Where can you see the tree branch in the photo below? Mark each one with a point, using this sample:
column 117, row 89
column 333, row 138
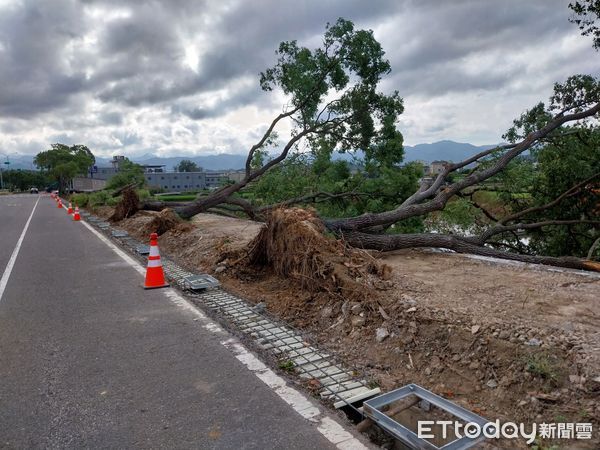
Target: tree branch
column 410, row 209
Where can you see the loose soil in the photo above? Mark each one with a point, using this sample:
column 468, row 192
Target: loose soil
column 512, row 342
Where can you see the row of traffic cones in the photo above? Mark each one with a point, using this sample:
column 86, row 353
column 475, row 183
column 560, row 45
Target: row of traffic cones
column 155, row 276
column 70, row 211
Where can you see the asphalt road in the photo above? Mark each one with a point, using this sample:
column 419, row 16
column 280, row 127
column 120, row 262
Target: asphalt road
column 89, row 359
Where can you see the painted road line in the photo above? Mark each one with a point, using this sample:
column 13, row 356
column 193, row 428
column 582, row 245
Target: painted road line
column 305, row 407
column 15, row 253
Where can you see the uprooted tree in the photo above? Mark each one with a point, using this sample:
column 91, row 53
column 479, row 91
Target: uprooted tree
column 334, row 103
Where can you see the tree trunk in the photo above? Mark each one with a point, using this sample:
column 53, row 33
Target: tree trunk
column 387, row 242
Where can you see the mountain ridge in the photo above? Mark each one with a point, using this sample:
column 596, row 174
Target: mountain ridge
column 427, row 152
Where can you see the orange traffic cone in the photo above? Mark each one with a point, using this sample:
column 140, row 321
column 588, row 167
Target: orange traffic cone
column 155, row 277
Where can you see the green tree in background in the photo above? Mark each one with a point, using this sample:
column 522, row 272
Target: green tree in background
column 63, row 163
column 187, row 165
column 23, row 180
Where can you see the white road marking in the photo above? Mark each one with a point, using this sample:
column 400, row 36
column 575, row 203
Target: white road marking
column 328, row 427
column 15, row 253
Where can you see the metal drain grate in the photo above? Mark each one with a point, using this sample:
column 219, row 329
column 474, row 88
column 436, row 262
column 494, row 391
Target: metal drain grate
column 334, row 382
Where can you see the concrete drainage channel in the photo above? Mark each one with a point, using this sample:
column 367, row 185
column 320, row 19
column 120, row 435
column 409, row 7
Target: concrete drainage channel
column 336, row 384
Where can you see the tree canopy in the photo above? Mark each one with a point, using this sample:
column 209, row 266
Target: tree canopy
column 333, row 98
column 187, row 165
column 129, row 173
column 63, row 162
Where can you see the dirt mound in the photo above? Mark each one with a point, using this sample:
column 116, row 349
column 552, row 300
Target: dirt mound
column 127, row 207
column 164, row 221
column 294, row 245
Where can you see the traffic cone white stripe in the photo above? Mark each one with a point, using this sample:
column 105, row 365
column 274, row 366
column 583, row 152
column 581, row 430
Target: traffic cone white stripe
column 155, row 277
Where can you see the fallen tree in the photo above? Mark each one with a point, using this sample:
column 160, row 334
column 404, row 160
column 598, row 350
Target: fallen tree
column 334, row 103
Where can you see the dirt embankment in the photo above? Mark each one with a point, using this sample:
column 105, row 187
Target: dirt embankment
column 507, row 341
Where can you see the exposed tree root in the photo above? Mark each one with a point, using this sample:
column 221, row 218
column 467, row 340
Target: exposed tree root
column 293, row 245
column 163, row 222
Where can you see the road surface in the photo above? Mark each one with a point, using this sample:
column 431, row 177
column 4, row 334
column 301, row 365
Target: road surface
column 90, row 359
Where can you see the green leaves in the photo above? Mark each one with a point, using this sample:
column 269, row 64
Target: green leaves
column 129, row 172
column 63, row 162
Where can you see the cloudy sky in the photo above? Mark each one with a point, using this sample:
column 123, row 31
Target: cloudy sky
column 180, row 77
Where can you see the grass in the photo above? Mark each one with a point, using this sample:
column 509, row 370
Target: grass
column 287, row 365
column 544, row 366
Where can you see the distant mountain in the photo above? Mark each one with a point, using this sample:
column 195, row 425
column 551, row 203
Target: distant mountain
column 223, row 161
column 442, row 150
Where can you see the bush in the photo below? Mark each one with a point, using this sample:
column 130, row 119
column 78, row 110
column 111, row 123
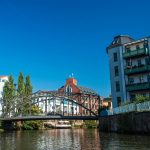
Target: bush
column 90, row 124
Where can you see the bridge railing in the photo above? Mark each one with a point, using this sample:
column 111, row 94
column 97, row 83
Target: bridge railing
column 145, row 106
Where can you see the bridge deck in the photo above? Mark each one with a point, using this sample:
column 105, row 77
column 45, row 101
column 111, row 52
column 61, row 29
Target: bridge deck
column 27, row 118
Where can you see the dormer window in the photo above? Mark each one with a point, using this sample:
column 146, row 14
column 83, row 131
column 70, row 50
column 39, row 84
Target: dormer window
column 68, row 89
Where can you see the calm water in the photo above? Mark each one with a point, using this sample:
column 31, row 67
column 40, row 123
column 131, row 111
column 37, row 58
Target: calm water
column 68, row 139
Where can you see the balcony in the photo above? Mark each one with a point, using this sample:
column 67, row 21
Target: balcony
column 135, row 53
column 137, row 69
column 138, row 86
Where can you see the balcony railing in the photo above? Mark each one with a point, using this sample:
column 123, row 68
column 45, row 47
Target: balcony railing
column 138, row 86
column 137, row 69
column 142, row 51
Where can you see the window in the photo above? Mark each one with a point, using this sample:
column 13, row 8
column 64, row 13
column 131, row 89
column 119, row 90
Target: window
column 116, row 71
column 132, row 97
column 115, row 57
column 131, row 80
column 139, row 62
column 68, row 89
column 147, row 61
column 128, row 49
column 141, row 79
column 118, row 101
column 129, row 63
column 137, row 47
column 117, row 86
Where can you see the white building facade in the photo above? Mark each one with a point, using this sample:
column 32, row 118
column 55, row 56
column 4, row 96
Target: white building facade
column 3, row 79
column 54, row 105
column 129, row 62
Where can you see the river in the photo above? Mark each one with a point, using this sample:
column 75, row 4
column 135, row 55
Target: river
column 71, row 139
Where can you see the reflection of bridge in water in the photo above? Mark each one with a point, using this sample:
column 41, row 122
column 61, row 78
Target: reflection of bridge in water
column 56, row 105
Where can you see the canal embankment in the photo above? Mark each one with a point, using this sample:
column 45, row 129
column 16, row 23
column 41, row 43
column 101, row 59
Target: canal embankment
column 132, row 122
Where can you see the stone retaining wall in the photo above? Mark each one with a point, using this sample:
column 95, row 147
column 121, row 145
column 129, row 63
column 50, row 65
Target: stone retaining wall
column 133, row 122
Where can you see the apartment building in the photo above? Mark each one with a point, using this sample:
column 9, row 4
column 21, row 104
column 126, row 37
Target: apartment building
column 129, row 62
column 3, row 79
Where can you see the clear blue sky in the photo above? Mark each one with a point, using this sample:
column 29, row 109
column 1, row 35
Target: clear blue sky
column 50, row 39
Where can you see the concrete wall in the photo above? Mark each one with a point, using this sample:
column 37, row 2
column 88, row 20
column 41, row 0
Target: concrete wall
column 126, row 123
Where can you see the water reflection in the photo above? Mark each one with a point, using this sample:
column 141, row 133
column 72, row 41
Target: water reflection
column 71, row 139
column 68, row 139
column 112, row 141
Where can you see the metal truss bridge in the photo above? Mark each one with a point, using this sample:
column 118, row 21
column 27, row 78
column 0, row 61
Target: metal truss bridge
column 59, row 106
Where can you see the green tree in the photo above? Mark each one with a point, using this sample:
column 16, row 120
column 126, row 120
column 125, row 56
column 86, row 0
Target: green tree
column 8, row 97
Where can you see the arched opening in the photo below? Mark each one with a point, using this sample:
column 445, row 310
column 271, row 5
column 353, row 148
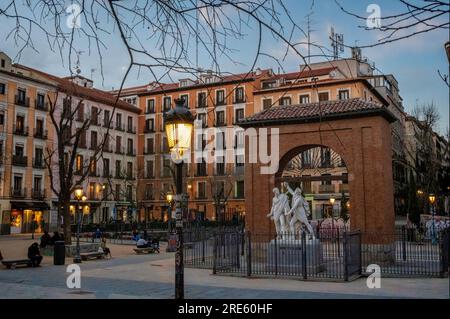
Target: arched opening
column 322, row 175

Stated problem:
Extract all of the material above word for word, omitting the pictures.

Answer to this task:
Where can you see the tree branch in the photo below? Mark each one with a point, using this sample:
column 117, row 89
column 333, row 138
Target: tree branch
column 410, row 209
Where can you see the loose soil in the photo above? Mark each one with a point, using this sample:
column 468, row 192
Target: loose soil
column 512, row 342
Where can you see the row of traffic cones in the photo above? Mark each one with a point, using this sample:
column 86, row 353
column 475, row 183
column 560, row 45
Target: row of traffic cones
column 155, row 276
column 70, row 211
Where can you see the asphalt road in the photo above? Mark each one with a point, using this sample:
column 419, row 16
column 280, row 127
column 120, row 262
Target: asphalt road
column 89, row 359
Where can you see the painted road line in the photo above? Mark each one with a point, using this sample:
column 13, row 356
column 193, row 428
column 582, row 245
Target: painted road line
column 305, row 407
column 15, row 253
Where can you see the uprooted tree in the photo above? Mark each one with a point, using this sample:
column 91, row 53
column 479, row 91
Target: uprooted tree
column 334, row 103
Where can you see the tree trunk in the photo above? Mark each one with a point, using this sample:
column 53, row 33
Target: tree trunk
column 387, row 242
Where can you see the mountain ridge in the photo above? Mark each one with a point, using this sample:
column 596, row 174
Target: mountain ridge
column 427, row 152
Where can you see the orange traffic cone in the photo above? Mark each one with a point, using this sample:
column 140, row 321
column 588, row 167
Target: orange traffic cone
column 155, row 277
Where can you see the green tree in background in the photo above? Mark each one with a point, using this sample:
column 522, row 272
Target: green tree in background
column 63, row 163
column 187, row 165
column 23, row 180
Where can you see the white road marking in the photo above? Mark each one with a point, using this sample:
column 400, row 36
column 575, row 203
Target: white road marking
column 328, row 427
column 15, row 253
Where can you see the metal drain grate in the photo above? Mark each one with a point, using this sample:
column 219, row 329
column 474, row 88
column 436, row 262
column 494, row 391
Target: metal drain grate
column 334, row 382
Where can you see the concrete drainage channel in the photo above? Mark each one with a point, using this sample:
column 367, row 185
column 320, row 19
column 120, row 435
column 409, row 7
Target: concrete drainage channel
column 336, row 384
Where can you see the tree canopy in the photo above? Mark each one with a point, using this sample:
column 209, row 266
Target: tree canopy
column 333, row 98
column 187, row 165
column 129, row 173
column 63, row 162
Where can you see the dirt mound in the photo above? Mark each one with a point, using this sample:
column 116, row 349
column 552, row 300
Target: dirt mound
column 127, row 207
column 164, row 221
column 294, row 245
Where can you see the traffic cone white stripe in the photo above? Mark each one with a point, using this sample:
column 105, row 365
column 274, row 366
column 583, row 152
column 581, row 430
Target: traffic cone white stripe
column 155, row 277
Where can you see the fallen tree in the photo above? Mark each one with a point, using this sample:
column 160, row 334
column 404, row 160
column 598, row 350
Target: fallen tree
column 334, row 103
Where can you see the dirt embankment in the photo above? Mark each one with a point, using this sample:
column 105, row 187
Target: dirt embankment
column 507, row 341
Where can you see the exposed tree root in the photo above? Mark each one with a point, using this sample:
column 221, row 218
column 467, row 340
Target: exposed tree root
column 293, row 245
column 163, row 222
Where can you see the road surface in the photo above? Mark each one with a point, using this sample:
column 431, row 177
column 4, row 334
column 301, row 365
Target: road surface
column 90, row 359
Where can you see the green leaves in the photo above? Mark each one with a point, using this sample:
column 269, row 64
Target: green leaves
column 129, row 172
column 63, row 162
Where can you see the cloudy sky in the photo above? Mark each one with a point, using this sample:
column 123, row 31
Target: cloudy sky
column 180, row 77
Where can you see the grass in the photo above? Mark each one with a point, using this sample:
column 509, row 370
Target: grass
column 287, row 365
column 544, row 366
Where can you see the distant mountain in the photo above? Mark each one with a point, using this sample:
column 195, row 425
column 551, row 203
Target: distant mountain
column 223, row 161
column 442, row 150
Where can you see the bush in the photo below? Mark each one with a point, using this sample:
column 130, row 119
column 78, row 110
column 111, row 123
Target: bush
column 90, row 124
Where can you see the bridge railing in the photo above? Mark each one with a point, using this sample:
column 111, row 94
column 97, row 83
Target: bridge railing
column 145, row 106
Where can you see the bridge deck in the photo above? Mark each one with a point, using this sample:
column 105, row 77
column 45, row 101
column 111, row 52
column 61, row 29
Target: bridge deck
column 27, row 118
Where can you see the dormer window in the photo above? Mark each one with a point, using this sample:
column 146, row 14
column 83, row 131
column 70, row 50
column 39, row 84
Target: dormer window
column 68, row 89
Where can you see the calm water in the photo above? Mark each one with a point, using this sample:
column 31, row 67
column 40, row 123
column 131, row 111
column 37, row 58
Target: calm water
column 68, row 139
Where can you see the balcony in the photo above? Mark each one with a point, using this sample:
column 67, row 21
Target: balcony
column 135, row 53
column 137, row 69
column 138, row 86
Where can you see the balcony railing in the photo above? Mark each one with a point, using this sample:
column 123, row 68
column 45, row 47
Target: balcony railing
column 138, row 86
column 137, row 69
column 142, row 51
Where can you see the window in the photo above? Mark each one with a point, using this sample:
column 13, row 8
column 64, row 13
column 131, row 89
column 119, row 90
Target: window
column 116, row 71
column 132, row 97
column 115, row 57
column 131, row 80
column 139, row 62
column 68, row 89
column 147, row 61
column 128, row 49
column 141, row 79
column 118, row 101
column 129, row 63
column 137, row 47
column 117, row 86
Where can you see the white building facade in the photo above? Mark each one with a point, using this sample:
column 32, row 118
column 55, row 56
column 4, row 96
Target: white building facade
column 3, row 79
column 54, row 105
column 129, row 62
Where can you see the river in the photo above? Mark each one with a point, using this sample:
column 75, row 4
column 135, row 55
Target: river
column 71, row 139
Where can you see the reflection of bridge in water in the photo above? Mark each one with a point, using this sample:
column 41, row 122
column 61, row 78
Target: reflection of bridge in water
column 56, row 105
Where can you see the canal embankment in the photo above? Mark each one with a point, using this sample:
column 45, row 129
column 16, row 23
column 41, row 43
column 101, row 59
Target: canal embankment
column 132, row 122
Where can you see the stone retaining wall in the photo above? Mark each one with a point, using this sample:
column 95, row 147
column 121, row 145
column 129, row 63
column 50, row 65
Target: stone retaining wall
column 133, row 122
Where can you see the apartment building in the photo above? Mark each one with a point, using this sample:
column 9, row 4
column 21, row 104
column 126, row 37
Target: apartment building
column 129, row 62
column 3, row 79
Where can you see the clear blue sky in the photo above? Mark each one with a point, using this sample:
column 29, row 109
column 1, row 35
Target: clear blue sky
column 50, row 39
Where can you see the concrete wall in the photo above? Mark each one with a point, using this sample:
column 37, row 2
column 88, row 20
column 41, row 0
Target: concrete wall
column 126, row 123
Where can you see the water reflection in the photo above? Mark each one with a point, using this sample:
column 141, row 133
column 72, row 41
Target: water reflection
column 71, row 139
column 68, row 139
column 112, row 141
Where can you see the metal truss bridge in the photo above? Mark each one with a point, using this sample:
column 118, row 21
column 27, row 78
column 0, row 61
Target: metal truss bridge
column 59, row 106
Where can you see the green tree in the photo above? Mark each one with a point, using this sample:
column 16, row 120
column 126, row 120
column 125, row 56
column 86, row 0
Target: green tree
column 8, row 97
Where can you see the arched opening in the photo below? Mark each one with a point, using this sample:
column 445, row 310
column 271, row 5
column 353, row 148
Target: arched opening
column 322, row 175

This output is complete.